TASK SET
1. Answer these questions using the windmill cup text:
(a) In what position could a drinkuit be put on the table?
(b) What does the miller carry as he descends the ladder?
(c) What did young and old drink every day to quench their thirst?
2. Reproduce the passage of the windmill cup text starting at "Heij! Zoo draait" and ending at "the rear gable.".

SOURCE EXCERPT

☆ ☆ ☆ ☆

The windmill cup owes its name to the windmill mounted on the goblet. A windmill cup is a form of a drinkuit, a silver or glass cup that had no foot; it was a goblet that could only be put on the table upside down. A drinkuit could be one of many shapes and had to be drained in one. The idea was to encourage drinkers to down more than they could handle.
Heij! Zoo draait de Meulen, de wijn komt van Keulen, van Keulen komt de wijn, laat ons drinken en vrolijk zijn
The base of this windmill cup is a bell-shaped goblet with a plain lip. The goblet is elaborately decorated with chased clusters of fruit and leaves between strapwork on a partly matt ground. On top of the cup is a cylindrical connection with a domed top, on which three open scrolls support the windmill. The body of the mill is decorated with a naturalistic engraved pattern of planks. The sails are connected by an axle to the hands on a clock face on the back of the mill. Under the dial there is a blowpipe and a ladder, which a miller descends with a sack of flour on his shoulder. A figure stands at the open door and another sits at the window. There is a bird on the ridge of the roof. An ornament sporting a flag tops the rear gable.
We must drink to that!
For centuries, drink played a huge role in society. At parties, on special occasions, at weddings, funerals, official dinners and other social gatherings, every opportunity was seized to raise a toast. The upper classes, in particular, never missed a chance to bring out the glasses, goblets or tankards. It is clear from the many paintings of elegant al fresco parties, civic guard banquets, interior scenes in taverns and peasant fairs that people in the seventeenth century could certainly put it away. Every day, young and old, rich and poor, quenched their thirst with small beer—a diluted ale with a low alcohol content. Water was often so badly contaminated that it was unsafe to drink. The ordinary man often drank brandy. Only the well-to-do could afford exotic, expensive sweet wines—the ones that were imported from the Rhineland, Bordeaux or the Loire.

☆ ☆ ☆ ☆

DATA SECTION
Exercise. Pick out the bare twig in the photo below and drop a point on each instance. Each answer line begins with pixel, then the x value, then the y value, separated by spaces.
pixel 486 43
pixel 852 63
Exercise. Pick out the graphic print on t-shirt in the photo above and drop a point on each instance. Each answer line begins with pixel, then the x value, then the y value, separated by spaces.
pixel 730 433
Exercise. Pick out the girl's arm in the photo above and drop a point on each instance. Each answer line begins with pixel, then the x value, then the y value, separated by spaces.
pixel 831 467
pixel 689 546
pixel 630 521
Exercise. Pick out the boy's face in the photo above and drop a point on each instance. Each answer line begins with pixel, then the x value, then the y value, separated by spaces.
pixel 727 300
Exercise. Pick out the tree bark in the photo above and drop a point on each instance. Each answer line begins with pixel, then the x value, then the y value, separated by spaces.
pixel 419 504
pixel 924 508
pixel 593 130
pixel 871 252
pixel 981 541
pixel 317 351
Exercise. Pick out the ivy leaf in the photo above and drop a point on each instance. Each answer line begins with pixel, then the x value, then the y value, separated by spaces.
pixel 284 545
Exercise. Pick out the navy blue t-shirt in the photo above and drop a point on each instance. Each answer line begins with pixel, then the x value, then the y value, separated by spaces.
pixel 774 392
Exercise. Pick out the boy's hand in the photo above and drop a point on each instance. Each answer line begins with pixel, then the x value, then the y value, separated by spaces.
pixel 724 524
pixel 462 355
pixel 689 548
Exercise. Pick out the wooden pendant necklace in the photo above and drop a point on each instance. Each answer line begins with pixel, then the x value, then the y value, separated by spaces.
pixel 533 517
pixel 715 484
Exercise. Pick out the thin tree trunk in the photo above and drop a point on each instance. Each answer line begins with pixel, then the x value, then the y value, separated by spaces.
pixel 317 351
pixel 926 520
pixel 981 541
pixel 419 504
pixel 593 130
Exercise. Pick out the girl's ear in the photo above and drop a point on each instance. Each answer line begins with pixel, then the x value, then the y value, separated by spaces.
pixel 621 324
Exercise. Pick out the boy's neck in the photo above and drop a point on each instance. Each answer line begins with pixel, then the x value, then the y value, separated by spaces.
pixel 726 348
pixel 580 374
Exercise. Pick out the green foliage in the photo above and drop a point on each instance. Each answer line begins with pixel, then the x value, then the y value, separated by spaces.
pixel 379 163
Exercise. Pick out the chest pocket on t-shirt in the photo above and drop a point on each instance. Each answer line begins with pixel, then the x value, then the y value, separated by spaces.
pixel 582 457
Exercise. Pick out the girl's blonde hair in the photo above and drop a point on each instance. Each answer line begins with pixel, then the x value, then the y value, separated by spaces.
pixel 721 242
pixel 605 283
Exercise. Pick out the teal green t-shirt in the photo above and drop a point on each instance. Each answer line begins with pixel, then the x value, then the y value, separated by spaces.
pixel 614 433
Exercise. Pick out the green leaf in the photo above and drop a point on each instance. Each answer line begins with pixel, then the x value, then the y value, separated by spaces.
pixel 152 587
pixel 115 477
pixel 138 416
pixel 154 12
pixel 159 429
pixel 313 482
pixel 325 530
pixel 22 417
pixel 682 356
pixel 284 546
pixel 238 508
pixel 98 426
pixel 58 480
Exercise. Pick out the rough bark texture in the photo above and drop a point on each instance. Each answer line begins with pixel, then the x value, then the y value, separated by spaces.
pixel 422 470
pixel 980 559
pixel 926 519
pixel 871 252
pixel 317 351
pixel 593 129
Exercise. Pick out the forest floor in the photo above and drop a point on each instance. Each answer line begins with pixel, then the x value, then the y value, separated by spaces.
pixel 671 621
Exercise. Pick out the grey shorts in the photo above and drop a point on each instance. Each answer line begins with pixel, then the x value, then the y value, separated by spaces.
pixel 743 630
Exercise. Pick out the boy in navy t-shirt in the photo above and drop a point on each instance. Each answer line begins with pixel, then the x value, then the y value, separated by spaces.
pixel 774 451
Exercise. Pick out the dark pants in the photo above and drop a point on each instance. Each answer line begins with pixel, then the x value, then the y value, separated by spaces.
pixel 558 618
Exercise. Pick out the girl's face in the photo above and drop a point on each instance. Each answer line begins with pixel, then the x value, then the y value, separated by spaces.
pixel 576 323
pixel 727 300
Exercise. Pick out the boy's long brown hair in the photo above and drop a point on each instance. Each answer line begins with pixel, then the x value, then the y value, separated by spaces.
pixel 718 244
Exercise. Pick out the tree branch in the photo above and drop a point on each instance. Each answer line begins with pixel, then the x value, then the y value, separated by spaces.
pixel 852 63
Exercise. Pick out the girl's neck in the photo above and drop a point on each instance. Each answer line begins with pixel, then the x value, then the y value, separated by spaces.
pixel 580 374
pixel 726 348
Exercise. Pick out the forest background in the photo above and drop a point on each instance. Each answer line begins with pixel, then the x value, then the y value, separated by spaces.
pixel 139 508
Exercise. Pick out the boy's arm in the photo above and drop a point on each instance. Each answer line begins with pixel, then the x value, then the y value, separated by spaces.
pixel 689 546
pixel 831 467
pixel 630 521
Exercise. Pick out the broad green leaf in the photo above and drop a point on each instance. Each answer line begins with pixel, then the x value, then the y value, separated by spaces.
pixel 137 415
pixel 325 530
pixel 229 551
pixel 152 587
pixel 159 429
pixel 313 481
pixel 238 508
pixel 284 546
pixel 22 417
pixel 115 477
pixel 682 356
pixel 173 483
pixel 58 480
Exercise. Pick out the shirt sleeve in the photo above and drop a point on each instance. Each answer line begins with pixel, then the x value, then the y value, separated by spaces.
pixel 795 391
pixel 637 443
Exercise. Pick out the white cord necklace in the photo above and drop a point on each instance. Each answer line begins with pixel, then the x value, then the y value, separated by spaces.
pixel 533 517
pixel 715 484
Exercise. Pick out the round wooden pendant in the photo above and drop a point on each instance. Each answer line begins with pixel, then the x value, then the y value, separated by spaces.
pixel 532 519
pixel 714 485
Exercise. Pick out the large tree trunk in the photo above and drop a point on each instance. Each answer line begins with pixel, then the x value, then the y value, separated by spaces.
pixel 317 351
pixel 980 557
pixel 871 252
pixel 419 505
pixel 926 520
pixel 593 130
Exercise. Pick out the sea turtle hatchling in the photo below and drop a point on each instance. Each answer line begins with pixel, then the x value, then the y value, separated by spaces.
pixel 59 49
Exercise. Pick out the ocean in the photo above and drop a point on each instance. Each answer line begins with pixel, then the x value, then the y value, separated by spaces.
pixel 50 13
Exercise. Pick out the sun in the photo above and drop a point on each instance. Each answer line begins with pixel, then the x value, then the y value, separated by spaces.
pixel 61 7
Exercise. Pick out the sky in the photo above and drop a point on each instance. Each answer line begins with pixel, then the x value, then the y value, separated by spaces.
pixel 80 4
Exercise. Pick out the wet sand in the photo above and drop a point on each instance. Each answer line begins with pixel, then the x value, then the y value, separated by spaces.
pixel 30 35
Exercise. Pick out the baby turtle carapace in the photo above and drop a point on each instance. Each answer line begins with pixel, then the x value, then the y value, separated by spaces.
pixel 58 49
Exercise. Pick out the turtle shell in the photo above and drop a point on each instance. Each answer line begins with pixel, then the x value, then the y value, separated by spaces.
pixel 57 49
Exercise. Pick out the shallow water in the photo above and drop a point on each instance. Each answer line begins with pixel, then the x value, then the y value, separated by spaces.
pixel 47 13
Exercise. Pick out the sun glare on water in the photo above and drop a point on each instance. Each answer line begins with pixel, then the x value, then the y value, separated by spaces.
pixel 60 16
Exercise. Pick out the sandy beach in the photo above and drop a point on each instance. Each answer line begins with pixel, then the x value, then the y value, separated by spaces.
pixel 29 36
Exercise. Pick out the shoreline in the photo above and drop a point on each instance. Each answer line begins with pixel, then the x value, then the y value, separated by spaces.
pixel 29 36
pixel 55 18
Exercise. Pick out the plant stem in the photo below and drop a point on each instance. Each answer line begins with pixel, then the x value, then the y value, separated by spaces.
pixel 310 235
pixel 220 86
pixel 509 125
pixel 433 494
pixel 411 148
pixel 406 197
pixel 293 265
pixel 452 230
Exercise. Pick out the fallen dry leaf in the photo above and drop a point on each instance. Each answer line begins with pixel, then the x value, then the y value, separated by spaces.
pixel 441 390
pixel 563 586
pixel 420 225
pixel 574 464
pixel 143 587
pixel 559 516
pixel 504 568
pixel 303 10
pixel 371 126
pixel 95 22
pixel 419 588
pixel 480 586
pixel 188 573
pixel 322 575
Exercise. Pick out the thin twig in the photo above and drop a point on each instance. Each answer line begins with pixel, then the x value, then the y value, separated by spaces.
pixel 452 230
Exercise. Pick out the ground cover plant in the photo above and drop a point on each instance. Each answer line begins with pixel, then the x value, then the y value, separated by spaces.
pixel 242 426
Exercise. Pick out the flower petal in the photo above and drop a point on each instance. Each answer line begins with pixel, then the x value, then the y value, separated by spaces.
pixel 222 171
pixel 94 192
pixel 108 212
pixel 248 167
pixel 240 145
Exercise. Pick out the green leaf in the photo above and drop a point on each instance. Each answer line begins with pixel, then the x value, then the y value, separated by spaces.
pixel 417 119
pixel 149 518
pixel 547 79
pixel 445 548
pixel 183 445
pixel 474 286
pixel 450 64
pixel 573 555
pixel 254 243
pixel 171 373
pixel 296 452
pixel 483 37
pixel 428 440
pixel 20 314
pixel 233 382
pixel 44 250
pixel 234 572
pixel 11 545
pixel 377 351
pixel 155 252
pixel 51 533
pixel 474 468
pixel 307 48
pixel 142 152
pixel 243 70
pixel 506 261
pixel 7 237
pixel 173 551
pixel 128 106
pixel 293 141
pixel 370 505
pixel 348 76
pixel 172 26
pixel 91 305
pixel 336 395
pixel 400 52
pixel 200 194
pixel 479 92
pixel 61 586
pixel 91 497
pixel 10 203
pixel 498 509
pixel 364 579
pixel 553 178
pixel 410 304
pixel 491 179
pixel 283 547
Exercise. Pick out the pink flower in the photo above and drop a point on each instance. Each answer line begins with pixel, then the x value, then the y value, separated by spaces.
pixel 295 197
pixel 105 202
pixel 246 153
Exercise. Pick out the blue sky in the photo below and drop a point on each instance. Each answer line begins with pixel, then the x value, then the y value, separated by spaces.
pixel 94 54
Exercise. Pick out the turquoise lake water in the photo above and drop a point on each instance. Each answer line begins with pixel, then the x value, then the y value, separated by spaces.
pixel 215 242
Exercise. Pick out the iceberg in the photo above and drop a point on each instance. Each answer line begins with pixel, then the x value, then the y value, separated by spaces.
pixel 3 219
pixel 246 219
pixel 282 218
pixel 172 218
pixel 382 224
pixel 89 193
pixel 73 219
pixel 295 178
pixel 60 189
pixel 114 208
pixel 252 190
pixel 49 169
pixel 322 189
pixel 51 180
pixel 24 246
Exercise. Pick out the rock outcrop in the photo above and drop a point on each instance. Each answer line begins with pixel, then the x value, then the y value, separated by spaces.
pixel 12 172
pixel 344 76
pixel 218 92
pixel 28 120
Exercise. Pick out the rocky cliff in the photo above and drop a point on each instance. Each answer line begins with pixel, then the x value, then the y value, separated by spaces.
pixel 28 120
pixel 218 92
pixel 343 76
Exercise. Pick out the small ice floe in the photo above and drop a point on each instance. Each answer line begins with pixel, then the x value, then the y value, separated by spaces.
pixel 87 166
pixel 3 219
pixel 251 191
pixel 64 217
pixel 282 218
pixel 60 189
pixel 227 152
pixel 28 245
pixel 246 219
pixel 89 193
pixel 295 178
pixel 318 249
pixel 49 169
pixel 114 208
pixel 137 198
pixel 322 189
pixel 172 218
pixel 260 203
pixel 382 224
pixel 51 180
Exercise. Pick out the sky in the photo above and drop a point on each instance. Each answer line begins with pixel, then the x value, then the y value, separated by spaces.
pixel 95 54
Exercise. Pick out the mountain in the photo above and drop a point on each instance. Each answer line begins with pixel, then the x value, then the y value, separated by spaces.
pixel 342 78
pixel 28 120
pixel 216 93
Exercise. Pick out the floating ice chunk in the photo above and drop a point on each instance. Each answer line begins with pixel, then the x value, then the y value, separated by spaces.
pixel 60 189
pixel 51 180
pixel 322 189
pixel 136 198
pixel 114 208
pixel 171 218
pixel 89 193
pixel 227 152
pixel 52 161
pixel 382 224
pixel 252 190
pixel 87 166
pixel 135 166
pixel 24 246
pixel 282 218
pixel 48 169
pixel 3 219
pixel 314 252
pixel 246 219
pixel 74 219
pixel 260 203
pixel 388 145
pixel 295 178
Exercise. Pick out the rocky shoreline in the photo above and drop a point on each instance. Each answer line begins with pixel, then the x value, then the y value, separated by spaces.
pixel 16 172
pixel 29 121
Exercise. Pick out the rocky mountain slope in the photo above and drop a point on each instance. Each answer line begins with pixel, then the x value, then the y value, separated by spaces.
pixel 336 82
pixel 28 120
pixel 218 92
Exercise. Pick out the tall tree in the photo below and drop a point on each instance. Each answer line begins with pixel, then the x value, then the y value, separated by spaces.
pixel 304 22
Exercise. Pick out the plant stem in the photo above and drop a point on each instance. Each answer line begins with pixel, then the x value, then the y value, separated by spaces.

☆ ☆ ☆ ☆

TASK RESULTS
1.
(a) Only upside down.
(b) A sack of flour on his shoulder.
(c) Small beer, a diluted ale with a low alcohol content.

2.
Heij! Zoo draait de Meulen, de wijn komt van Keulen, van Keulen komt de wijn, laat ons drinken en vrolijk zijn
The base of this windmill cup is a bell-shaped goblet with a plain lip. The goblet is elaborately decorated with chased clusters of fruit and leaves between strapwork on a partly matt ground. On top of the cup is a cylindrical connection with a domed top, on which three open scrolls support the windmill. The body of the mill is decorated with a naturalistic engraved pattern of planks. The sails are connected by an axle to the hands on a clock face on the back of the mill. Under the dial there is a blowpipe and a ladder, which a miller descends with a sack of flour on his shoulder. A figure stands at the open door and another sits at the window. There is a bird on the ridge of the roof. An ornament sporting a flag tops the rear gable.